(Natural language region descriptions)
* * * * * * * * *
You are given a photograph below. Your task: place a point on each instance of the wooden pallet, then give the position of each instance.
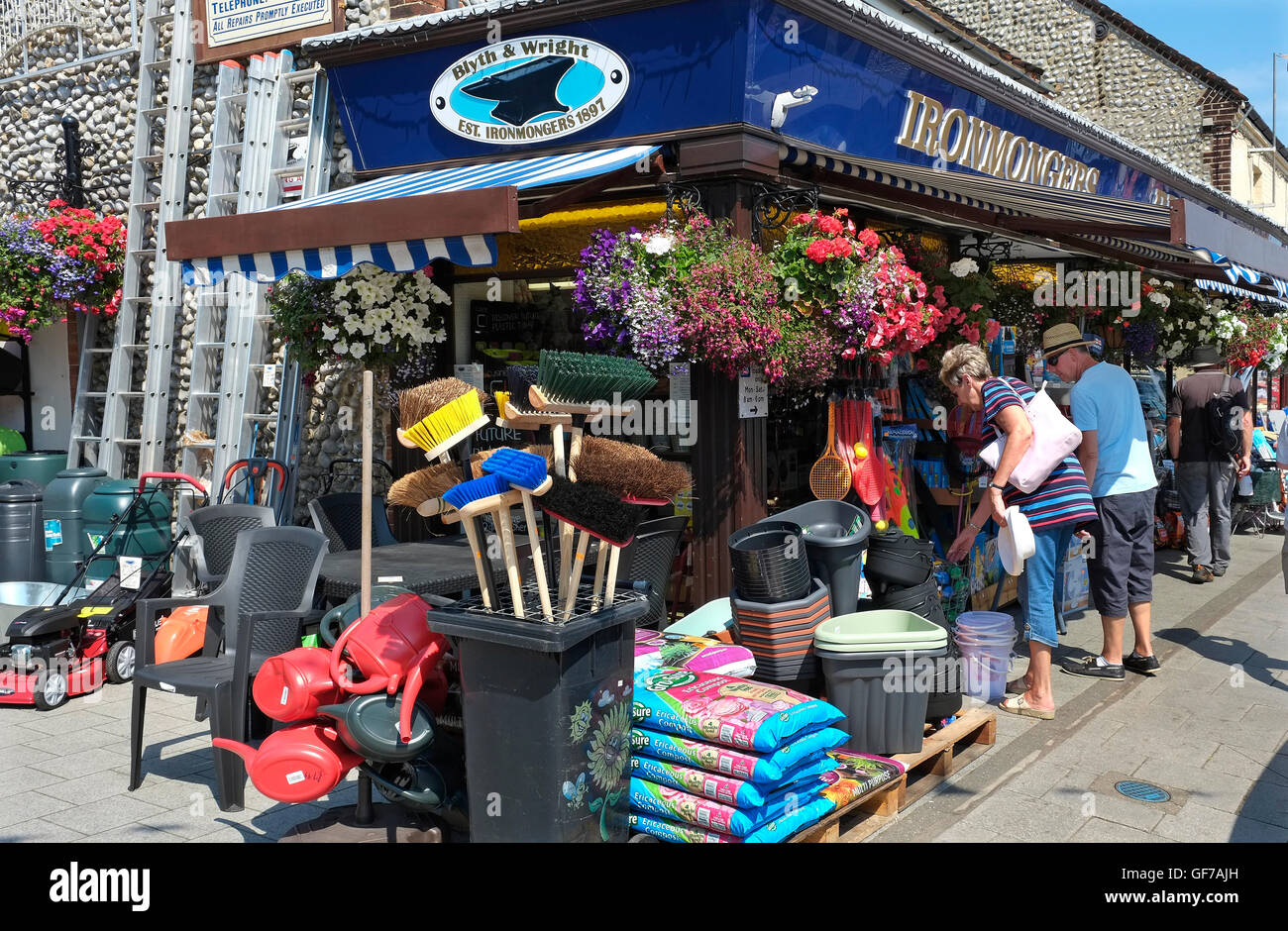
(941, 752)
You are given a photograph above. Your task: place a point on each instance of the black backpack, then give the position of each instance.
(1225, 421)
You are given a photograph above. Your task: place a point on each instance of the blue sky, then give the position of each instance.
(1232, 38)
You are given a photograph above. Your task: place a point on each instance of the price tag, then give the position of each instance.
(130, 569)
(752, 395)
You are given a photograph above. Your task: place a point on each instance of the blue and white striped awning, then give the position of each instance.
(1207, 284)
(1235, 271)
(410, 256)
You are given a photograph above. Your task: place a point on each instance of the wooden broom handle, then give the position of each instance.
(368, 417)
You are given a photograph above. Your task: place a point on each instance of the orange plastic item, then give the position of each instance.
(181, 634)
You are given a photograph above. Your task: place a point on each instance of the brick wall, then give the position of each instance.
(402, 9)
(1115, 81)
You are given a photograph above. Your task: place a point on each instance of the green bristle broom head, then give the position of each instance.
(592, 509)
(579, 378)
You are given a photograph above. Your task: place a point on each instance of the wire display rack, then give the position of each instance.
(589, 601)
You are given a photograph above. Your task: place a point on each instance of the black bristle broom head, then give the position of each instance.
(591, 509)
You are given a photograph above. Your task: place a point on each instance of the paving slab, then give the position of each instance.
(26, 805)
(103, 814)
(1099, 831)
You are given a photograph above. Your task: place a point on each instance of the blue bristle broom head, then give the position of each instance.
(518, 467)
(476, 489)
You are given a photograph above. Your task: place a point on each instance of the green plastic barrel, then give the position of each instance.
(64, 522)
(146, 532)
(34, 466)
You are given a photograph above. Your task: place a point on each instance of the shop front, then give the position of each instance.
(786, 213)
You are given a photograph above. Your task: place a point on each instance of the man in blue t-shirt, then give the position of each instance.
(1116, 458)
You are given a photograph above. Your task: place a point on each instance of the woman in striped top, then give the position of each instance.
(1054, 510)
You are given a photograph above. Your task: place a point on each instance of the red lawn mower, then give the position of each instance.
(56, 652)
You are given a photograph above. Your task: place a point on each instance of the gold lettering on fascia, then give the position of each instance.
(986, 147)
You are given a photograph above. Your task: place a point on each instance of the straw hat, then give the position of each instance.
(1016, 541)
(1061, 336)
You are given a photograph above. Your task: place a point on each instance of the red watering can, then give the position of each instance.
(389, 647)
(296, 764)
(294, 685)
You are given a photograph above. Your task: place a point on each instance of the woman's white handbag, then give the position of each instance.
(1054, 438)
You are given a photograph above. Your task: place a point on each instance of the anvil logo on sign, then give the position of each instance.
(529, 89)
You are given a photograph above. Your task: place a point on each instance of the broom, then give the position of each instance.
(528, 472)
(630, 471)
(516, 411)
(471, 498)
(596, 513)
(635, 475)
(574, 382)
(447, 426)
(424, 488)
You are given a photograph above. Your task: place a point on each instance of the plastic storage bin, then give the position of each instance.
(548, 720)
(22, 537)
(64, 539)
(34, 466)
(835, 536)
(885, 708)
(898, 559)
(769, 563)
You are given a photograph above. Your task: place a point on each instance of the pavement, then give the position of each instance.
(1211, 729)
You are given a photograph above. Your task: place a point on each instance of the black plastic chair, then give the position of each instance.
(215, 528)
(648, 559)
(270, 578)
(339, 518)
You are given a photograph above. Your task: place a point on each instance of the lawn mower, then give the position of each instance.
(71, 647)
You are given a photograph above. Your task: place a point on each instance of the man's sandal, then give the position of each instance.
(1018, 706)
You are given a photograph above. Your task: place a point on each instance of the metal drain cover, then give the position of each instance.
(1142, 792)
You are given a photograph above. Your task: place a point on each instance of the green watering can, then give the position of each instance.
(334, 622)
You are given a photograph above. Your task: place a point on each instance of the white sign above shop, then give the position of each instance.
(232, 22)
(529, 89)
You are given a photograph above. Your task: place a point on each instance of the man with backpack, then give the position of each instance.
(1210, 437)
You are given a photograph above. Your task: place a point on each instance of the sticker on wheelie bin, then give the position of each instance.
(132, 569)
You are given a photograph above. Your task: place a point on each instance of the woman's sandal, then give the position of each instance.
(1018, 706)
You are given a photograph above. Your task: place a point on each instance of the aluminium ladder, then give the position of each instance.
(233, 340)
(115, 447)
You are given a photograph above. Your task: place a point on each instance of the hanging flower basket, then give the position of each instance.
(59, 264)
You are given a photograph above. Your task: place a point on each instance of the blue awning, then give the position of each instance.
(326, 260)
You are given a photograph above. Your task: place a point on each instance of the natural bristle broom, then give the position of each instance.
(630, 471)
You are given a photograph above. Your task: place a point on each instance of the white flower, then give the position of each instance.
(658, 245)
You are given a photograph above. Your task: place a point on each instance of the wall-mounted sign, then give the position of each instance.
(529, 89)
(952, 136)
(237, 29)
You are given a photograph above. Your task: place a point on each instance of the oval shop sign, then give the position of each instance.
(529, 90)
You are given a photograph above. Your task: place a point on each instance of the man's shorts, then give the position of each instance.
(1122, 571)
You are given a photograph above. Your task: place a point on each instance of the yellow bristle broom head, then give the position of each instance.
(447, 421)
(630, 471)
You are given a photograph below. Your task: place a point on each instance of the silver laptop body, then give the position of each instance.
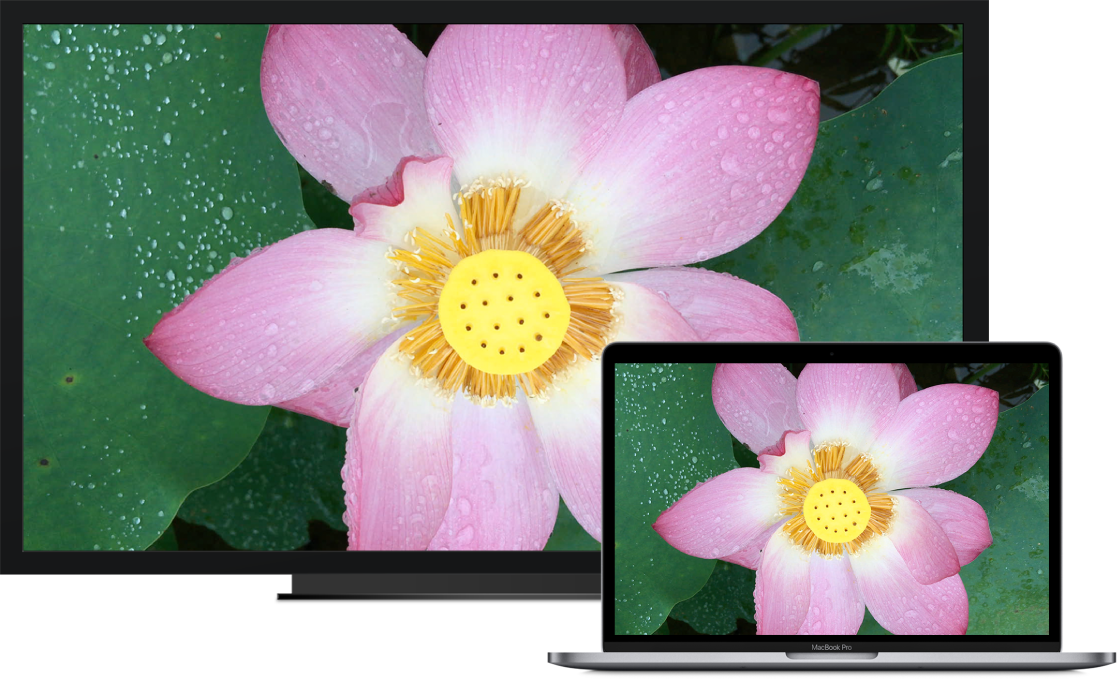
(1008, 652)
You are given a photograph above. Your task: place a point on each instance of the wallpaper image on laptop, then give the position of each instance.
(831, 499)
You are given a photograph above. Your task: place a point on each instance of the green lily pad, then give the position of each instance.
(1009, 583)
(166, 542)
(727, 596)
(870, 246)
(567, 535)
(148, 163)
(668, 440)
(292, 476)
(871, 627)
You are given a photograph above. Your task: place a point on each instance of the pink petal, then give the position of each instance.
(503, 496)
(905, 379)
(962, 518)
(334, 401)
(640, 67)
(280, 323)
(719, 307)
(837, 607)
(936, 435)
(569, 427)
(346, 101)
(722, 515)
(899, 603)
(524, 101)
(417, 194)
(397, 473)
(847, 402)
(783, 586)
(697, 165)
(922, 543)
(796, 453)
(645, 316)
(750, 555)
(756, 402)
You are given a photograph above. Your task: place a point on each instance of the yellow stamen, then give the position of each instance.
(831, 502)
(575, 316)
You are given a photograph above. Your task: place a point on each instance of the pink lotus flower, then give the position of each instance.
(459, 343)
(840, 514)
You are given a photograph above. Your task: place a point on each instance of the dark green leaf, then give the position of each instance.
(870, 246)
(668, 439)
(1009, 583)
(727, 596)
(323, 207)
(292, 476)
(569, 535)
(148, 163)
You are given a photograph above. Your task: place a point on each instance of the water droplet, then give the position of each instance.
(779, 114)
(729, 163)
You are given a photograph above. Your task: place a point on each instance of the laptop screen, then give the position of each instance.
(830, 501)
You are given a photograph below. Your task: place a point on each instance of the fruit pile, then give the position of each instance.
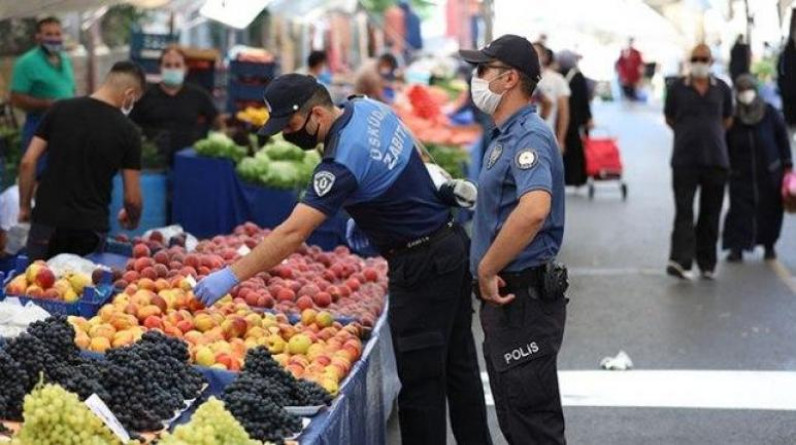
(258, 396)
(155, 241)
(211, 424)
(143, 384)
(54, 415)
(316, 347)
(39, 281)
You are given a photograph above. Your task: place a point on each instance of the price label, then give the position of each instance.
(101, 410)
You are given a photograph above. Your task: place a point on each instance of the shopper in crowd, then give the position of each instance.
(786, 78)
(517, 232)
(376, 79)
(699, 109)
(40, 77)
(382, 183)
(580, 118)
(740, 58)
(556, 89)
(318, 67)
(760, 155)
(174, 114)
(629, 68)
(89, 140)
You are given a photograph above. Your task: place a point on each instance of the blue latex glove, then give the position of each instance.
(357, 240)
(214, 286)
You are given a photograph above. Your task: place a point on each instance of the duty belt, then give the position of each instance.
(422, 241)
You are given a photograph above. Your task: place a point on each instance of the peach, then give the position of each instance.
(99, 344)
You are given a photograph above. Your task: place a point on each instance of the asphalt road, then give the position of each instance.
(622, 300)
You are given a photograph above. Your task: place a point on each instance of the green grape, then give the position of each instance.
(211, 424)
(55, 416)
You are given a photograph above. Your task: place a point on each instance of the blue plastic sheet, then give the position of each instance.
(210, 199)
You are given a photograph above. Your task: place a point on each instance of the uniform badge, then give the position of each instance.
(494, 155)
(527, 158)
(322, 182)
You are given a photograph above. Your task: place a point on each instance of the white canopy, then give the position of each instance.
(33, 8)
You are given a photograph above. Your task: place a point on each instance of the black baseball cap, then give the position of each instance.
(284, 96)
(515, 51)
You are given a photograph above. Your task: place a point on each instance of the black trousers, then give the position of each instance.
(430, 320)
(45, 242)
(690, 241)
(521, 344)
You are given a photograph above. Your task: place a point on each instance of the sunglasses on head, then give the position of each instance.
(482, 68)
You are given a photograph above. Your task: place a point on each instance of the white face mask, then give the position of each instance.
(483, 97)
(700, 70)
(126, 109)
(747, 97)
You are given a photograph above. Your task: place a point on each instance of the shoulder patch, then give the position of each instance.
(322, 182)
(527, 158)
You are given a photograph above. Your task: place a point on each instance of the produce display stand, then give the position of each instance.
(210, 198)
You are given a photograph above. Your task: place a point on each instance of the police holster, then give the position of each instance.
(551, 280)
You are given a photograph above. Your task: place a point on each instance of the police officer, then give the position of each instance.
(517, 232)
(372, 168)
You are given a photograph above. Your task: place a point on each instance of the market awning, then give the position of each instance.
(33, 8)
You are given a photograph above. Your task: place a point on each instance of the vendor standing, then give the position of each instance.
(372, 168)
(173, 114)
(40, 77)
(89, 140)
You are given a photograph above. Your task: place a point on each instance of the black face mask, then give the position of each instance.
(302, 138)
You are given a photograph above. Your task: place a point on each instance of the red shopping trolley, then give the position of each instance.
(603, 162)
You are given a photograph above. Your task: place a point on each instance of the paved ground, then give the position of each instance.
(621, 299)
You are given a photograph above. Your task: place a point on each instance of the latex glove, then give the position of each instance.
(214, 286)
(357, 239)
(465, 192)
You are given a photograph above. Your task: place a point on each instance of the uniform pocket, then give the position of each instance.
(420, 356)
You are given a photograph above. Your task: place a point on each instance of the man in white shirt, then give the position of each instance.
(555, 87)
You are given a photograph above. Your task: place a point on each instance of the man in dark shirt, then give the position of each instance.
(174, 114)
(88, 140)
(699, 110)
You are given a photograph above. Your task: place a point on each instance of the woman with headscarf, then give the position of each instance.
(580, 119)
(760, 155)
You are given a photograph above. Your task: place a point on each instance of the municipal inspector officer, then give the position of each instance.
(517, 232)
(372, 168)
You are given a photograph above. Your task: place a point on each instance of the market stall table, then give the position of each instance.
(210, 199)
* * * * * * * * *
Requirement | Write out exactly the lines from the one with "pocket, then give the position of each instance." through the end of the records above, both ends included, and leave out all other lines.

Expected answer |
You are given a photograph above. Your task: place a point on each instance of the uniform pocket, then give the position of each instance.
(420, 356)
You are given a photograph above. Your task: place a point on each instance of the man in white shirt, then give the position of each instance.
(555, 87)
You are given a photograph above. Your task: place a point on each instance of the man in dark shirt, then give the position of each instance.
(174, 114)
(88, 140)
(699, 110)
You are given a photograph above. Your task: place a point on each instance of the woman with headscarf, then give the position of each instance.
(580, 119)
(760, 155)
You are given a photograph above. Your task: place a point on each instance of the municipal inspector officer, then give the position of each instance.
(517, 232)
(372, 168)
You are given a photograph above. Your task: place a point on each instance of the market stall table, then give the position of each instance.
(210, 199)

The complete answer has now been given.